[[ DATA FOR THE TASK open ]]

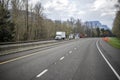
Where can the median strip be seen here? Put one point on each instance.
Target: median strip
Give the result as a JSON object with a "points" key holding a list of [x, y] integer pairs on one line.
{"points": [[18, 58], [114, 71]]}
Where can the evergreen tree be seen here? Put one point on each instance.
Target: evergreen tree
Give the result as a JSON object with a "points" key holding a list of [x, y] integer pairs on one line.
{"points": [[6, 26]]}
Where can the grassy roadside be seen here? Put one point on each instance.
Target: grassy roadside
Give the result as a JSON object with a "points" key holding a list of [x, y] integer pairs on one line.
{"points": [[115, 42]]}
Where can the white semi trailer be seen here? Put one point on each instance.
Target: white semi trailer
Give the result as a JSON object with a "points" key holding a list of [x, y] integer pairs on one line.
{"points": [[60, 35]]}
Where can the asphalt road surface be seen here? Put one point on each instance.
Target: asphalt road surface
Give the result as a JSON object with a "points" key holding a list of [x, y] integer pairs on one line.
{"points": [[82, 59]]}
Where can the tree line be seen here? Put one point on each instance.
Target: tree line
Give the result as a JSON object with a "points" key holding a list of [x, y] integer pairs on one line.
{"points": [[116, 24], [21, 21]]}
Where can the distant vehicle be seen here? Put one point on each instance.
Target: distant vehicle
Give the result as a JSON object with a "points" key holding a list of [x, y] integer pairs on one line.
{"points": [[60, 35], [77, 36], [71, 36]]}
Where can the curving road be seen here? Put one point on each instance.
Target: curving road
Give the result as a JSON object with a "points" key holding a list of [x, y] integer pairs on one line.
{"points": [[82, 59]]}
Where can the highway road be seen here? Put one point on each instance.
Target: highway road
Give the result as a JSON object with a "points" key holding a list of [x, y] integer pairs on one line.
{"points": [[82, 59]]}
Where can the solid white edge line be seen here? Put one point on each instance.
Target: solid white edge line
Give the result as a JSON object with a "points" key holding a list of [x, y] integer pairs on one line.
{"points": [[114, 71], [43, 72], [70, 52], [62, 58]]}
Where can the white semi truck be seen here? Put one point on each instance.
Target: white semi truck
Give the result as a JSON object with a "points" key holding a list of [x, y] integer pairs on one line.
{"points": [[60, 35]]}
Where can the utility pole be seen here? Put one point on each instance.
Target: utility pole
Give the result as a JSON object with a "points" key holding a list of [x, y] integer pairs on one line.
{"points": [[27, 33]]}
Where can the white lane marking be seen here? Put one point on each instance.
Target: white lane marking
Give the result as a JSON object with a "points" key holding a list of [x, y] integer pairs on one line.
{"points": [[70, 52], [114, 71], [62, 58], [75, 48], [43, 72]]}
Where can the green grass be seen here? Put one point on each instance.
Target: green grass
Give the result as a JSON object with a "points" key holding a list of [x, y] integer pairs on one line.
{"points": [[115, 42]]}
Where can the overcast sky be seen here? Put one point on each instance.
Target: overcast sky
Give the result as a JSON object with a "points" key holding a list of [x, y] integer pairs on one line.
{"points": [[86, 10]]}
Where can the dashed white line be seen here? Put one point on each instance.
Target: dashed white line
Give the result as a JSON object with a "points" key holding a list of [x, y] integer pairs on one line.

[[ DATA FOR THE TASK closed ]]

**YOUR GOAL**
The entries above need to be repeated in full, word for word. Skip the images.

**FINISHED EXERCISE**
Where can the median strip be seen here? Put one point on each instance.
Target: median strip
Give the result as a JSON object with a "points" key holding a list of [x, y] integer pairs on one line.
{"points": [[18, 58], [114, 71]]}
Where can the evergreen tree be seen here? Put one point on each instance.
Target: evergreen tree
Give the result as a JSON object with a "points" key holding a list of [x, y] integer pairs on one line.
{"points": [[6, 26]]}
Where can the grassy roadside be seen here? Put one point on each instance.
Target: grassy roadside
Give the result as a JSON object with a "points" key holding a list of [x, y] integer pairs on one line.
{"points": [[115, 42]]}
Where can the white semi trailer be seen here? Put one point on each instance.
Target: white semi trailer
Give the result as a JSON object with a "points" key holding a list of [x, y] integer pairs on one line.
{"points": [[60, 35]]}
Where can the asphalt road surface be seen here? Put one point on each instance.
Target: asphalt road surface
Give the result as a JSON object with a "points" key holding a list of [x, y] integer pairs on one line.
{"points": [[82, 59]]}
Where can the tree line be seen here? Put one point on each instance.
Target: tree line
Give the result as a JSON object with a "points" key holding a list of [x, y] integer pairs on one line.
{"points": [[116, 24], [21, 21]]}
Where can the distant vehicle be seen here? Put one point on each instance.
Target: distant vehicle
Give the result as a JSON object with a "points" key holding a list of [x, y] integer pairs on one line.
{"points": [[60, 35], [77, 36], [71, 36]]}
Where can the curving road be seen here? Put one point on each instance.
Target: curving road
Give the result as a JSON object with a "points" key holding a list of [x, y] integer pairs on one line.
{"points": [[82, 59]]}
Where can the highway road be seen here? Put one point on each instance.
Target: highway road
Give the result as a JSON object with a "points" key holding a list of [x, y] integer pairs on one line.
{"points": [[82, 59]]}
Where can the solid white edge line be seen here? Put one point on each instance.
Target: solid white edge line
Give the result as a JSON object with a "points" key holding a list of [x, y] integer pairs on one line.
{"points": [[114, 71], [43, 72], [70, 52], [62, 58]]}
Where can the white semi truck be seen here? Put one point on each instance.
Target: white semi truck
Give the result as a JSON object with a "points" key holding a list of [x, y] integer pairs on one line.
{"points": [[60, 35]]}
Where can the utility pole be seen here? Put one point on each instance.
Target: utility pole
Give the result as a JSON object with a "points" key holding a list of [x, y] integer pairs on one line.
{"points": [[27, 33]]}
Where can the white lane marking be seen here? Put one point on each instance.
Target: white lane marking
Give the result as a JSON object with a "points" key holding a list of [x, y] integer pairs on one line.
{"points": [[70, 52], [114, 71], [62, 58], [75, 48], [43, 72]]}
Where can the green grass be seen here? Put one point on each instance.
Target: green grass
Give the result as a JSON object with a "points" key holding a list of [x, y] integer pairs on one line.
{"points": [[115, 42]]}
Where can the overcast sky be seen here? Put one point on each instance.
Target: overcast sky
Give the result as a JSON object with a "points" key holding a list of [x, y] integer pairs on one line.
{"points": [[86, 10]]}
Where can the dashed white line be seen here? Put one point on each instance.
Target: dashed white line
Give the result as a JSON object with a "points" key holding a list of [x, y] integer pairs on one line.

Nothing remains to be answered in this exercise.